Task objective =
Transcribe the entries below exactly.

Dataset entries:
____________
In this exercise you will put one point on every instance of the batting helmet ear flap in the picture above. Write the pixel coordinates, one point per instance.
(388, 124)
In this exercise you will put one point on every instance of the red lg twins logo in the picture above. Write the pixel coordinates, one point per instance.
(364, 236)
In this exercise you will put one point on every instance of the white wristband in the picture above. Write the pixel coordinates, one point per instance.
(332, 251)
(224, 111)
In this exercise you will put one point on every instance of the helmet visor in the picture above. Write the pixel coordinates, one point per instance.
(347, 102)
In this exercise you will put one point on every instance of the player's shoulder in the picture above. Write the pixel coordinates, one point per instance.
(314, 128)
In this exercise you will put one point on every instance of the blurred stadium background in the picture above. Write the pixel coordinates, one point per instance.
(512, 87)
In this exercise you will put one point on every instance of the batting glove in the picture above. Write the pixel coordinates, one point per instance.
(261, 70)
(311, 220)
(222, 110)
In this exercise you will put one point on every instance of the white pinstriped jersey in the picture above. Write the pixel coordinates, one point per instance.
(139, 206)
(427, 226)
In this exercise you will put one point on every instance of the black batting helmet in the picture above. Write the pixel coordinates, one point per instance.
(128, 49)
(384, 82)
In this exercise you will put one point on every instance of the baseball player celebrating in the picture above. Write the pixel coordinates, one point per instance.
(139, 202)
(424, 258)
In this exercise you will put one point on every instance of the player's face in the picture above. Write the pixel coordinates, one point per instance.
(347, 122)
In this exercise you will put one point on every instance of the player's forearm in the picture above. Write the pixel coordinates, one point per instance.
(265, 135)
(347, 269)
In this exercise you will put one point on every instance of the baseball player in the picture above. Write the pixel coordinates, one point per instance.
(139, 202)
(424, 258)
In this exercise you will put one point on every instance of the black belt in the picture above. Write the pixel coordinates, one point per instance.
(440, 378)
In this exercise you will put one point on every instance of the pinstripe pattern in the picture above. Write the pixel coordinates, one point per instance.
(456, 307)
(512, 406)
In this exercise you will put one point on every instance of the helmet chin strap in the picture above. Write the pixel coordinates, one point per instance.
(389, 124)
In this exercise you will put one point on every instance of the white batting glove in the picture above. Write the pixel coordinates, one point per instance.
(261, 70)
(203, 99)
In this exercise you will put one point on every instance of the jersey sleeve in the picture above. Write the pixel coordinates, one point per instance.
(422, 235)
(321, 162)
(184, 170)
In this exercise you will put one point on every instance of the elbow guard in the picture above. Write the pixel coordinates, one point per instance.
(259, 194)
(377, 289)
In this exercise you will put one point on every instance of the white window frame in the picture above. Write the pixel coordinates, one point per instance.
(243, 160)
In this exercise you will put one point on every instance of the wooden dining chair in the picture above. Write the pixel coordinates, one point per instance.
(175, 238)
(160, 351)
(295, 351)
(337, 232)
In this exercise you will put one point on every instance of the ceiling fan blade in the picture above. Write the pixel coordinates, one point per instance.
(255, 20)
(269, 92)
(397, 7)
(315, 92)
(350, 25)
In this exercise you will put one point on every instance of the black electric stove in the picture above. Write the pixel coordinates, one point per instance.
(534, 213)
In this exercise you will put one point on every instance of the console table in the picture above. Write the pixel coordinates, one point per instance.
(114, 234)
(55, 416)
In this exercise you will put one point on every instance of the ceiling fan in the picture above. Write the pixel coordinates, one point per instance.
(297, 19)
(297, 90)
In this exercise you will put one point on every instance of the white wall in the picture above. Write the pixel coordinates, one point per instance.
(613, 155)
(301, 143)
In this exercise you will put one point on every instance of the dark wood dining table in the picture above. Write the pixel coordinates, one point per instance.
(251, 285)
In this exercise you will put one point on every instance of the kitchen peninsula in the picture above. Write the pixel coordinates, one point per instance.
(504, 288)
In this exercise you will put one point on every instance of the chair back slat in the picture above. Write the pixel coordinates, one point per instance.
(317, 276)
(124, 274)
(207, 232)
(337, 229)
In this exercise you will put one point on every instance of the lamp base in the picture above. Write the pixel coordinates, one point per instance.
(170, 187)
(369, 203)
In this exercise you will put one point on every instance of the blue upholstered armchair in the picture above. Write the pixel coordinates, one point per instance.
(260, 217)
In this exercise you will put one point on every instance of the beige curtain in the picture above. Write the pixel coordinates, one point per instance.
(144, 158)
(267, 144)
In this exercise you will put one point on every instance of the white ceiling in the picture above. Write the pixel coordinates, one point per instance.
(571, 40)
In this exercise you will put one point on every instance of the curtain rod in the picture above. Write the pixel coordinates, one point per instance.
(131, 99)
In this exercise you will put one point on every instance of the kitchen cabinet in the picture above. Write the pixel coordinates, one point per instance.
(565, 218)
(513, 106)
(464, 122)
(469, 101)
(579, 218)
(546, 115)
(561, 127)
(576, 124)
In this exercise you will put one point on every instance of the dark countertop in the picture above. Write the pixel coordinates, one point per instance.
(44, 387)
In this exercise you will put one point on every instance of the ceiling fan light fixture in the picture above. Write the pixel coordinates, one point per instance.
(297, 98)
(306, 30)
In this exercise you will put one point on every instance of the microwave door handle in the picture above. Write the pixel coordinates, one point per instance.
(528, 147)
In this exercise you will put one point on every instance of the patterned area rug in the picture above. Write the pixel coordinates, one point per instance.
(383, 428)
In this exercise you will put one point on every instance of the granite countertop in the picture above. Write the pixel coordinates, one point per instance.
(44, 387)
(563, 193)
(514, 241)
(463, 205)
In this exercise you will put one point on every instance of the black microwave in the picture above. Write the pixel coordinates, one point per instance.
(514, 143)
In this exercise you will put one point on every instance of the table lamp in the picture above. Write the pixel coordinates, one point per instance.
____________
Answer in full =
In this exercise you will put one point on every instance of the batting helmet ear flap in the picture above. Write the pixel coordinates, one point per instance.
(388, 124)
In this exercise you will put one point on every instance of the red lg twins logo in the picture above. Write the pixel coordinates, one point per instance.
(364, 236)
In this exercise you will put one point on every instance of the white wristband in the picture above. Write the pixel coordinates, one point per instance.
(332, 251)
(224, 111)
In this exercise you will put one point on every instance of the helmet visor in the picture above. Write the pixel coordinates, one point per instance.
(347, 102)
In this exercise you will put one point on every instance of the player's shoulder in the picture above. Write the pixel coordinates, one point per instance.
(314, 128)
In this exercise you will put one point on every instance of the blurred stadium background in the picture above. Write the pixel coordinates, one point per instance.
(512, 87)
In this exercise you will put one point on every instance of the batting glove in the picture above. Write the pixel coordinates, one point per instance.
(261, 70)
(311, 220)
(222, 110)
In this exercise you will put one point on every instance of the white pinstriped jersey in the picture above. Write the pixel coordinates, one point per instance.
(139, 206)
(427, 226)
In this exercise you will put one point on every instance of the black batting helmet in the picture above. Write the pixel coordinates, one point per instance.
(128, 49)
(384, 82)
In this exercise you will put one point on every instance of the baseball player celebrating in the picture above. Write the pixel coordinates, one point per instance.
(139, 202)
(424, 258)
In this exercise you will put one point on every instance of the player's face in the picture above. Write the pixel coordinates, one point per instance.
(347, 122)
In this exercise you will put one point on every instance of the player's forearm in the picture above. Write the pixel coordinates, one point per instance.
(265, 135)
(347, 269)
In this exercise you will put one point on every instance of the baseball player in the picture above. Write the pixel coordinates, one point per instance.
(139, 202)
(424, 258)
In this exercise you will put one point on every instance of the black belt in the picture above. Write the pixel coordinates, one point per instance.
(440, 378)
In this exercise you will put one point on every instance of the pinstripe pattern in the picture above. Write the pixel coordinates, one point per instance.
(456, 307)
(512, 406)
In this exercise you will put one point on every instance of the helmet chin strap in the picture above. Write the pixel coordinates, one point per instance.
(389, 124)
In this exercise you will put one point on every instance of the white batting glove in the picture above. Write the pixel coordinates, one point per instance.
(261, 70)
(203, 99)
In this exercise you will put one point on every instance of the jersey sleeve in the picture above. Write the pixel coordinates, one point per instance.
(422, 235)
(321, 162)
(184, 170)
In this exercise you will put one point on every instance of the elbow guard in the picture above. Write the pixel coordinates, one point per instance.
(259, 194)
(377, 289)
In this exercise you will put one point on every instance of the white window frame in the picture above. Write the pixel coordinates, one point per instance.
(243, 160)
In this exercise you will put one point on every instance of the wooden dining chair in the picture above. Write the pixel coordinates, one point per instance.
(175, 238)
(160, 351)
(295, 351)
(337, 232)
In this exercise you will put one point on every instance of the ceiling fan blade in the picture above. Write the pixel coordinates, one point per instance.
(255, 20)
(269, 92)
(397, 7)
(315, 92)
(350, 25)
In this exercise you will put one point on every instance of the black electric stove in the picture above. Write the pixel coordinates, one point per instance.
(534, 213)
In this exercise you will put one point on every instance of the console table in the picture above. Write the pixel coordinates, one point per instance.
(114, 234)
(55, 416)
In this exercise you will put one point on every instance of the ceiling fan in the picture above. Write the pixel coordinates, one point per instance.
(297, 19)
(297, 90)
In this exercise you will put one point on every instance of the white wall in the picture above. Write the pixel coordinates, one point per instance.
(613, 155)
(301, 143)
In this exercise you will put one point on every instance of the dark wood dining table in the picture above. Write the pixel coordinates, one point per instance.
(251, 285)
In this exercise you will put one point on every instance of the kitchen peninsula in the picture above. Write the pixel coordinates, one point per instance.
(504, 288)
In this exercise you will put one point on every instance of the chair back slat in the picture above. Write the pixel coordinates, one point per instance.
(317, 276)
(124, 274)
(207, 232)
(337, 229)
In this exercise you will put one point on every instance of the lamp base in the picture above. Write the pixel coordinates, one point per instance.
(170, 187)
(369, 203)
In this exercise you will put one point on every instance of the blue upholstered armchair in the picture above. Write the pixel coordinates, one point per instance.
(260, 217)
In this exercise you will put one point on every instance of the beige curtain in the picture above. Write the pixel coordinates, one point per instance.
(144, 158)
(267, 144)
In this exercise you will put one point on every instance of the white ceiling in the picture above. Write the pixel coordinates, one point per instance.
(571, 40)
In this exercise you will put one point on every instance of the curtain rod in the picture above. Write the pixel coordinates, one point per instance.
(131, 99)
In this exercise you will put one point on every instance of the kitchen cabinet in the picture above. Write the pixel coordinates, one point per instance.
(565, 218)
(513, 106)
(464, 122)
(469, 101)
(579, 218)
(546, 115)
(561, 127)
(576, 124)
In this exercise you will put one point on every instance of the dark countertop in the picture above. Write the pixel coordinates, one point per instance.
(44, 387)
In this exercise you will put one point on every instance of the ceiling fan light fixture in the picture above. Write the pixel coordinates, one point per instance.
(297, 98)
(306, 30)
In this exercise you will put one point on every instance of the microwave door handle in the picture above. Write the pixel coordinates, one point per instance.
(528, 147)
In this exercise you will put one point on every instance of the patterned area rug in the picture above. Write the pixel coordinates, one point per instance.
(383, 428)
In this exercise you will put one point on every instance of the granite countertop in the picture above. Write the pixel coordinates, one point per instance.
(44, 387)
(563, 193)
(514, 241)
(463, 205)
In this exercise you will put one point on every instance of the black microwave in the picture above. Write the pixel coordinates, one point per instance.
(514, 143)
In this exercise you will put one point on every instance of the table lamp in the picture above. Write the pixel coordinates, one point per instance.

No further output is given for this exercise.